VisitorsStudio requires an Internet connection and web browser with Flash Plugin (v8+). The studio is also available as DesktopVS, a stand alone application for Windows or Mac. The studio is accessible over a 56k modem connection although a DSL or faster connection is preferred for synchronous viewing.
VisitorsStudio is a networked application comprising of two main parts. The user interface was designed and programmed as a series of modules, using Flash v8. The backend is written in Perl, using a MySQL database and a socket server to enable live interaction.
VisitorsStudio is a furtherfield.org project and has been developed under the creative direction of Neil Jenkins, Marc Garrett and Ruth Catlow. The VisitorsStudio interface and backend is programmed by Neil Jenkins and the calendar by Atty (Andy Forbes). Special thanks must also go to Roger Mills of furthernoise.org who has organised many of the live AV sessions with international sonic artists and musicians, Chris Webb who created the orginal VisitorsStudio manual, Sim (soy.de) a regular visitor, promoter and bug tester and the many artists who have contributed to the creative programme.
VisitorsStudio was initially partially funded by the Regional Arts Lottery Programme as part of Furtherstudio.org. It is currently being further developed with support from Arts Council England and Awards For All Big Lottery Fund.
Furtherfield is dedicated to the creation, promotion, and criticism of adventurous digital/net art and networked media art work for public viewing, experience and participation to support networked and distributed creativity.

▸ Data extract

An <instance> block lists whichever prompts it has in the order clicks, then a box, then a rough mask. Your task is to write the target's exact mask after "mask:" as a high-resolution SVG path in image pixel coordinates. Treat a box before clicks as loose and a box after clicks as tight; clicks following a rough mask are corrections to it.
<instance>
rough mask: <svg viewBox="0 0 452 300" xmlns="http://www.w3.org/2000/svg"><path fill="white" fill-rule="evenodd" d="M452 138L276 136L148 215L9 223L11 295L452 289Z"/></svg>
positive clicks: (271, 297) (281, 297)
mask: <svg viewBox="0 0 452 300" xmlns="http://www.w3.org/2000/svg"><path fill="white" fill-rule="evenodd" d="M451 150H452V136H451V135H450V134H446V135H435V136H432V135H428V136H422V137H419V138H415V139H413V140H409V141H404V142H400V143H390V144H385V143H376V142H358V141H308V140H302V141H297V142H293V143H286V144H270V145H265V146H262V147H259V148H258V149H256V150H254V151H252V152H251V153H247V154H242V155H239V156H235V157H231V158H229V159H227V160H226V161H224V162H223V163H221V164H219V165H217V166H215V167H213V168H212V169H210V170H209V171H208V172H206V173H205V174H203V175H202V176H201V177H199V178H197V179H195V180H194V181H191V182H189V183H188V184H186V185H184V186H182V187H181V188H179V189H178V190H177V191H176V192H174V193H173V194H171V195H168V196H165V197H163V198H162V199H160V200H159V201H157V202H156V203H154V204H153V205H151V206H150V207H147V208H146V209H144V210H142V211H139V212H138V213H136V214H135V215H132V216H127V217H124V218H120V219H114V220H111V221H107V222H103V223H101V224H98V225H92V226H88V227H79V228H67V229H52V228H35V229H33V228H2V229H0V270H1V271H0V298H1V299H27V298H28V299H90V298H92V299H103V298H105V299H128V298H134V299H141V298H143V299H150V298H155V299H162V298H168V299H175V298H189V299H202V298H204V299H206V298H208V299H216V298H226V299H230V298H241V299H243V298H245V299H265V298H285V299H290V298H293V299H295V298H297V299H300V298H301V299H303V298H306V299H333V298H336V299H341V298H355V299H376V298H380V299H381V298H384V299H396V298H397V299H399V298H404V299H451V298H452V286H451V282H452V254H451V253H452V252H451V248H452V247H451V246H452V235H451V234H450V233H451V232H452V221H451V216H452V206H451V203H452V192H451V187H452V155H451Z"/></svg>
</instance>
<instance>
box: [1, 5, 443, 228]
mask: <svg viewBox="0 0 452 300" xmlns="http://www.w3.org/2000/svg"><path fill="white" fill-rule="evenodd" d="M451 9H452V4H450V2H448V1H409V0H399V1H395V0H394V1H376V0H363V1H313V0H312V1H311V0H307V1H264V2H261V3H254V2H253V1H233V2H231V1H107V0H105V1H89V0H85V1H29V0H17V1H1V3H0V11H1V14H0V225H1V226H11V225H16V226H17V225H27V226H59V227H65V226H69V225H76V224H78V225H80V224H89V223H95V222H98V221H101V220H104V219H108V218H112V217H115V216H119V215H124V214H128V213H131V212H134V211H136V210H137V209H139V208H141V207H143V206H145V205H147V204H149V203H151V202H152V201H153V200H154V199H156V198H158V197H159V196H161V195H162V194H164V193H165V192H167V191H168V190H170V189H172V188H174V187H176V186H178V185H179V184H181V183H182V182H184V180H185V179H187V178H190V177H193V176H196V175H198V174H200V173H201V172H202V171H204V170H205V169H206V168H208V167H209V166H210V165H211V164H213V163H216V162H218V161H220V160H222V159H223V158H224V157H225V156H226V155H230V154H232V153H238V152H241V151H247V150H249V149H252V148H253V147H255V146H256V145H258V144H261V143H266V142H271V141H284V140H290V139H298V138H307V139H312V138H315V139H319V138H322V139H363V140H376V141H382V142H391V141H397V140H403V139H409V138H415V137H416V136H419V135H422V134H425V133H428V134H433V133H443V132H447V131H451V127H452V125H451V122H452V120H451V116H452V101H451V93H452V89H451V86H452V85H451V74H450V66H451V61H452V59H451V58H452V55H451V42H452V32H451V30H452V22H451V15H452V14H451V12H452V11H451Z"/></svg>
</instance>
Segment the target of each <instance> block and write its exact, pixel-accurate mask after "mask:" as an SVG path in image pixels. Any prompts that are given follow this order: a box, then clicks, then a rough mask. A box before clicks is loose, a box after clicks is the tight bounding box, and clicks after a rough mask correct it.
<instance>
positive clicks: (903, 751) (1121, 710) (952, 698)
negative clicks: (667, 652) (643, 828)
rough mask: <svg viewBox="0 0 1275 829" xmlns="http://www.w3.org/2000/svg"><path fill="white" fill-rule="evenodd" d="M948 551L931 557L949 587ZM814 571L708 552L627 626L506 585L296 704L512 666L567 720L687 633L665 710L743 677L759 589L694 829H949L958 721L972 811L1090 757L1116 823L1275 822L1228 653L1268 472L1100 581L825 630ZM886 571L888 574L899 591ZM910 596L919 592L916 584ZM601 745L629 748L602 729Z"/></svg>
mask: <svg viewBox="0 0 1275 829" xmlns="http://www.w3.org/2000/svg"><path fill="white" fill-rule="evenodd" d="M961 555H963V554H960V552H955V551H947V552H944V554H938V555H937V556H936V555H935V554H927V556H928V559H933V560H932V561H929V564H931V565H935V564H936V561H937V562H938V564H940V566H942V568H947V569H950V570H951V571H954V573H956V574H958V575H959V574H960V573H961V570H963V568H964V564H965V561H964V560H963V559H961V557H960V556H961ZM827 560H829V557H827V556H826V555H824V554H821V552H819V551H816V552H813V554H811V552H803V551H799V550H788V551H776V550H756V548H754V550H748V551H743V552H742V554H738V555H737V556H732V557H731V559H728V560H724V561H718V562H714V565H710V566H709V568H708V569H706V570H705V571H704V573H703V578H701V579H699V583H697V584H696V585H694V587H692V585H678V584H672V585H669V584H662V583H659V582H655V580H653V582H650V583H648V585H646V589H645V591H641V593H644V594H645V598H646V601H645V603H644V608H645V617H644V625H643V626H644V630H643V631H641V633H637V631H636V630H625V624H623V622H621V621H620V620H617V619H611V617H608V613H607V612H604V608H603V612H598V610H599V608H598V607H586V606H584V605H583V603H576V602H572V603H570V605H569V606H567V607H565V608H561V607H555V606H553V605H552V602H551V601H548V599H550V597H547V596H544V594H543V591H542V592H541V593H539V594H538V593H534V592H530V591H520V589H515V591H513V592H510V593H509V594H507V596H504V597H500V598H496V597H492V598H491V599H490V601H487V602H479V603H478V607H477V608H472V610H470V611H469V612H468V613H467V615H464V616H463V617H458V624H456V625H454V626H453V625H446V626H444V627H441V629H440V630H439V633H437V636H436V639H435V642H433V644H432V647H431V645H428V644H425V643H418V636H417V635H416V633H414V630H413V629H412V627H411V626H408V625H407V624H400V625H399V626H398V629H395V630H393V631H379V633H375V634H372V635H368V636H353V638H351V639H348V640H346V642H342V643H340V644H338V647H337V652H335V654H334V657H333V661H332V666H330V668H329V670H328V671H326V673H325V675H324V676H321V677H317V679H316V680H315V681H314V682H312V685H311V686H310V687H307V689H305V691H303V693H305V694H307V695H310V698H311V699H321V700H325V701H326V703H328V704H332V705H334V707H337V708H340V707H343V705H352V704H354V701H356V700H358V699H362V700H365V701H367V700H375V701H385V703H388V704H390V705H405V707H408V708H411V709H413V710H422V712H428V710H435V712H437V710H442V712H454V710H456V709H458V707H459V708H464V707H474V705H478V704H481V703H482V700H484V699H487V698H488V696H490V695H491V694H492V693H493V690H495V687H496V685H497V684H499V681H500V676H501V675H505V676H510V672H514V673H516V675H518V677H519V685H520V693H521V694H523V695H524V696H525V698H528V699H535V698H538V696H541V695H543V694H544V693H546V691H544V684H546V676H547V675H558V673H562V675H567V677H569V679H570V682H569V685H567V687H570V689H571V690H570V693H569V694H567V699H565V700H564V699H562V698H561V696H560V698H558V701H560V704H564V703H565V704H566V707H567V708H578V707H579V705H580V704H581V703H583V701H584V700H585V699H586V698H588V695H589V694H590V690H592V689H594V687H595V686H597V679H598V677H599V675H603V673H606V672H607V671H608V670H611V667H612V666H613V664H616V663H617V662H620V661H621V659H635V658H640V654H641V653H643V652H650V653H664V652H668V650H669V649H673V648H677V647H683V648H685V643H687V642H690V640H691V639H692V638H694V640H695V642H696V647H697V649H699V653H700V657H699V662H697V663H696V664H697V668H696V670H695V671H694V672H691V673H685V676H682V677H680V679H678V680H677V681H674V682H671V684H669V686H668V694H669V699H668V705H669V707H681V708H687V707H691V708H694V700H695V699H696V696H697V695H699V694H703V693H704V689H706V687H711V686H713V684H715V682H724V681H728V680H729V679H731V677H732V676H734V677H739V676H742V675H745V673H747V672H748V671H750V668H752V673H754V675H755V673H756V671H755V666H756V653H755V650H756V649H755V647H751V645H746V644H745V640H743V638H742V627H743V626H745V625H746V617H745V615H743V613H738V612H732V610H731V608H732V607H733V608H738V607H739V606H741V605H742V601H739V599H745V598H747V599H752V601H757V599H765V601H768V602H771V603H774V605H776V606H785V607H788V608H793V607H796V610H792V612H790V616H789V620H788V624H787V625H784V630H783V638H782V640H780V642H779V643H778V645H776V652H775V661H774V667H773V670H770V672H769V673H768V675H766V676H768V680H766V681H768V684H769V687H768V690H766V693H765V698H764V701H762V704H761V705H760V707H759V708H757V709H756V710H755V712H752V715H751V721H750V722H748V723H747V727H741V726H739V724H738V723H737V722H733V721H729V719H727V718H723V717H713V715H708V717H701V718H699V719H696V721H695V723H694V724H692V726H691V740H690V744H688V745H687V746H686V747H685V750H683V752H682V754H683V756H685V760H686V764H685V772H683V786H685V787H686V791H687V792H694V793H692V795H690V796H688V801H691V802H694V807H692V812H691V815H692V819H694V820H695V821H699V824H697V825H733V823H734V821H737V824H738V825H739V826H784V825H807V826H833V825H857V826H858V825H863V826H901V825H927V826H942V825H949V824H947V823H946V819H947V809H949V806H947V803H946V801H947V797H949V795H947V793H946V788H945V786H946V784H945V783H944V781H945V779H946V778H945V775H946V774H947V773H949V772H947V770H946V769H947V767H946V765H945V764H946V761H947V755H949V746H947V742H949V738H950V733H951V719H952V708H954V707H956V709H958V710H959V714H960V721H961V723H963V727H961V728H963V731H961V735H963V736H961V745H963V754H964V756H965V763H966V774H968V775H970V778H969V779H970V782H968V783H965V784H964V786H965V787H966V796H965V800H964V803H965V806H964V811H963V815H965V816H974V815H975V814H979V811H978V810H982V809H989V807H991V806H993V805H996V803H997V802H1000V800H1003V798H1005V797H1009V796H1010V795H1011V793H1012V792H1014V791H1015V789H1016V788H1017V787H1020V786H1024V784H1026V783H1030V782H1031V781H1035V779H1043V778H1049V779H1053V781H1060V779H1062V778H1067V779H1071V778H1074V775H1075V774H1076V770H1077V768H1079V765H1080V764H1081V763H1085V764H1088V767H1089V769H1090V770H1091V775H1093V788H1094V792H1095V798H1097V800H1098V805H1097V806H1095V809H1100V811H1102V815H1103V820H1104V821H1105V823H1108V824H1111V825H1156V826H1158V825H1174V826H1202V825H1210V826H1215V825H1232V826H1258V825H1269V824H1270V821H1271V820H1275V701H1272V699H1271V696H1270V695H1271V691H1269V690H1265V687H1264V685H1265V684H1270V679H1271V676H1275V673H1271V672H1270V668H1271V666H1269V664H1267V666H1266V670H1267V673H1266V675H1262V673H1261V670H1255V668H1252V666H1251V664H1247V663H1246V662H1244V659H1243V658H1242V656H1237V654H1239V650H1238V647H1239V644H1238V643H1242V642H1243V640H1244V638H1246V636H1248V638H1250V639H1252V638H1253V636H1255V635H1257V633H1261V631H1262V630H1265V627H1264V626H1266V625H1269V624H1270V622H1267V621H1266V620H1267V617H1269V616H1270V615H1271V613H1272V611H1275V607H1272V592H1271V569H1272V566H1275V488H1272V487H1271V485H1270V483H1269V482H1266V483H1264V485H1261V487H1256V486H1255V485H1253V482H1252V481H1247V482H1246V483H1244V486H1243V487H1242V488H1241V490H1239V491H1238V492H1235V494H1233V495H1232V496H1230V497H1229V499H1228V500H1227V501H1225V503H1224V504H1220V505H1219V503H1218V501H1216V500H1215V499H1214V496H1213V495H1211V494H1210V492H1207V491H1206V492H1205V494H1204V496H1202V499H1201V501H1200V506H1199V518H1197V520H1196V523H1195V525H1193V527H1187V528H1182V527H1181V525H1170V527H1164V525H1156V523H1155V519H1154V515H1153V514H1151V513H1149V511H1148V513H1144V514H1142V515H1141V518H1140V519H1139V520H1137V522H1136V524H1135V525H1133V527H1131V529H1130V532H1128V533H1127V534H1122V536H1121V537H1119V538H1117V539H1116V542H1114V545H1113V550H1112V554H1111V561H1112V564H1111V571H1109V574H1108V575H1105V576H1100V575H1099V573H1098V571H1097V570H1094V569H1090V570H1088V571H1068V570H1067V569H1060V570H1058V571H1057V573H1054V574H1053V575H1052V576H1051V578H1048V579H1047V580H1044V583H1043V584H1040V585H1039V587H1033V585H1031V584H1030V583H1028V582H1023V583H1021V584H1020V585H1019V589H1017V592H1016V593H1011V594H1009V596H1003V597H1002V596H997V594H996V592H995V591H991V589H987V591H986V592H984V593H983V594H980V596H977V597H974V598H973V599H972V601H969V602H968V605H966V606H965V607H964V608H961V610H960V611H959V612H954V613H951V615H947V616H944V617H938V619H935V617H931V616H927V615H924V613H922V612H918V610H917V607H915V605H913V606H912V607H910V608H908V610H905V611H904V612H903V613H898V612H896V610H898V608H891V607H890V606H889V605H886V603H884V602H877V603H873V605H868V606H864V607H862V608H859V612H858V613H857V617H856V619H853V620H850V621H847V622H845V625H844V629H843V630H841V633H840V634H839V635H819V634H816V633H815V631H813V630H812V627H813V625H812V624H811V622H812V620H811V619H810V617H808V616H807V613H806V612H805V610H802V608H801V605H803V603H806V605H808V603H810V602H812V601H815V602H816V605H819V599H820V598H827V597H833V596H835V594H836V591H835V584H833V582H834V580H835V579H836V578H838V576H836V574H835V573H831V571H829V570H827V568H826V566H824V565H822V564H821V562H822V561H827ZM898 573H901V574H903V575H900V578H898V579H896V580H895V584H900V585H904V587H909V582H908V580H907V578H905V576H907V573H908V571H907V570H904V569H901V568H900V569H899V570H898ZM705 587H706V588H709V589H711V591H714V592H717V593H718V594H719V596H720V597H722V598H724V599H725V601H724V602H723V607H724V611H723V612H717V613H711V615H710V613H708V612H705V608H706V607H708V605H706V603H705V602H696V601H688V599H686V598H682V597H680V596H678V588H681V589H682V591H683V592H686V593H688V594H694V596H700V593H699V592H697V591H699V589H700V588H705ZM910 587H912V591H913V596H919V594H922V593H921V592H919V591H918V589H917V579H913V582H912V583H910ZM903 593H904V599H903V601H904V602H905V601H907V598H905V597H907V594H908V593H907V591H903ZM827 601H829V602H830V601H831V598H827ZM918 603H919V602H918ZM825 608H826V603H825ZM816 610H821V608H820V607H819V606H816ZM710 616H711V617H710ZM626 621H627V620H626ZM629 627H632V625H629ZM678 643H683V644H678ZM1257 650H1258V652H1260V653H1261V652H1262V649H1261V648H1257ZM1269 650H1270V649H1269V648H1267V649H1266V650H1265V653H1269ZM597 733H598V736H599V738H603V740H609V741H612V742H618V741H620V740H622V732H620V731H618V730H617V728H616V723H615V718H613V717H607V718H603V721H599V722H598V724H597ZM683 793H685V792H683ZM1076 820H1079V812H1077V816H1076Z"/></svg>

▸ What this exercise asks
- A) Copy the VisitorsStudio text word for word, from "VisitorsStudio is a networked" down to "the creative programme.".
- B) List every funding source that the VisitorsStudio text names as supporting the project.
- C) Go on with the text about VisitorsStudio from the point where it stops.

▸ Results of the tasks
- A)
VisitorsStudio is a networked application comprising of two main parts. The user interface was designed and programmed as a series of modules, using Flash v8. The backend is written in Perl, using a MySQL database and a socket server to enable live interaction.
VisitorsStudio is a furtherfield.org project and has been developed under the creative direction of Neil Jenkins, Marc Garrett and Ruth Catlow. The VisitorsStudio interface and backend is programmed by Neil Jenkins and the calendar by Atty (Andy Forbes). Special thanks must also go to Roger Mills of furthernoise.org who has organised many of the live AV sessions with international sonic artists and musicians, Chris Webb who created the orginal VisitorsStudio manual, Sim (soy.de) a regular visitor, promoter and bug tester and the many artists who have contributed to the creative programme.

- B)
- Regional Arts Lottery Programme
- Arts Council England
- Awards For All Big Lottery Fund

- C)
Furtherfield's core activities of review, criticism and discussion are currently sustained and driven by the research, skills and energy of the Furtherfield team, its diverse, international artist membership and audience on a mainly voluntary basis. Furtherfield contributors are employed in the fields of education, arts, technology, psychology and science as well as facilitating creative projects in community contexts.
Furtherfield focuses on network related projects that explore new social contexts that transcend the digital, or offer a subjective voice that communicates beyond the medium. Furtherfield is the collaborative work of artists, programmers, writers, activists, musicians and thinkers who explore beyond traditional remits.
Furtherfield is a non-profit organisation who have been online since 1997. In recent years public funding (Arts Council, BBC, and RALP) has facilitated an in-depth collaboration between programmers, artists, and artist-programmers on specific projects such as FurtherStudio and VisitorsStudio. This has led to more intuitive participation and accessibility for our online real-time collaborative projects. Since 2005 Furtherfield has received funding from Arts Council England to consolidate and develop the sustainability of its activities.